Environment Spec

If your Docker image starts a stdio MCP server on container startup, it is a hud environment.

Architecture

The MCP server can be written in any language or framework.
Your software can be anything (service, desktop app, game, scripts). The connection between them is your choice.
Logs must go to stderr; stdout is reserved for MCP protocol packets.

Minimal requirements

Docker image starts a process that speaks MCP on stdout/stdin (stdio) by default.
No non‑MCP output on stdout (all logging to stderr).
No required file layout, framework, or endpoints.

Recommended (for HUD RL/evals): provide tools named setup and evaluate.

Make it runnable remotely (mcp.hud.so)

Remote execution is built‑in. Push your image, then either:

CLI (default is remote):

export HUD_API_KEY=...

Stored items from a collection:
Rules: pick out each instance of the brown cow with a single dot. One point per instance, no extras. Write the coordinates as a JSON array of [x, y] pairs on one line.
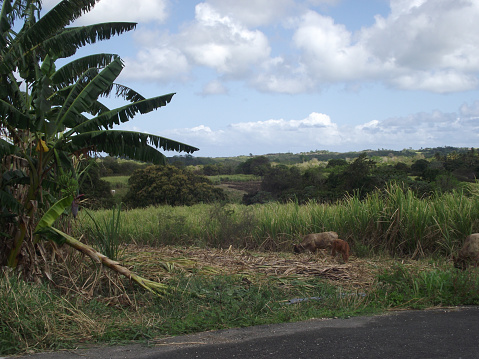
[[340, 246], [315, 241], [469, 253]]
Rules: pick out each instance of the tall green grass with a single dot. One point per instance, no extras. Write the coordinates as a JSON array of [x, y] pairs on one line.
[[393, 220]]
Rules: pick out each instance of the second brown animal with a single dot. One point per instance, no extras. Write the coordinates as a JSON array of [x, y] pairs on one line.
[[323, 240]]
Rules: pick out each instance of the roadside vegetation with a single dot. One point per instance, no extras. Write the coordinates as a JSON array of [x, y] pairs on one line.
[[128, 247]]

• _The task_: Resume the hud environment spec after its last line, carrying on with the steps for running the image remotely. The records have no role in this exercise.

• _Result for this exercise_:
hud push
hud run myorg/my-env:latest   # remote container with MCP

Programmatic (Task config):

{
  "mcp_config": {
    "hud": {
      "url": "https://mcp.hud.so/v3/mcp",
      "headers": {
        "Authorization": "Bearer ${HUD_API_KEY}",
        "Mcp-Image": "myorg/my-env:latest"
      }
    }
  }
}

Run arbitrary configs locally or remotely

Local Docker (stdio):

hud run myorg/my-env:latest --local --transport stdio

Local HTTP proxy (for inspectors):

hud run myorg/my-env:latest --local --transport http --port 8765

Remote (default):

hud run myorg/my-env:latest

Notes

Use hud dev only for local hot‑reload workflows; for production, build once and hud run.
Use hud debug only when startup/compliance issues occur.
Any MCP‑speaking Docker image works; controller/backend split is optional.

Task config examples

from hud.datasets import Task

task = Task(
    prompt="...",
    mcp_config={
        "hud": {
            "url": "https://mcp.hud.so/v3/mcp",
            "headers": {
                "Authorization": "Bearer ${HUD_API_KEY}",
                "Mcp-Image": "myorg/my-env:latest"
            }
        }
    },
)

The same structure is used by hud init’s template and by programmatic tasks.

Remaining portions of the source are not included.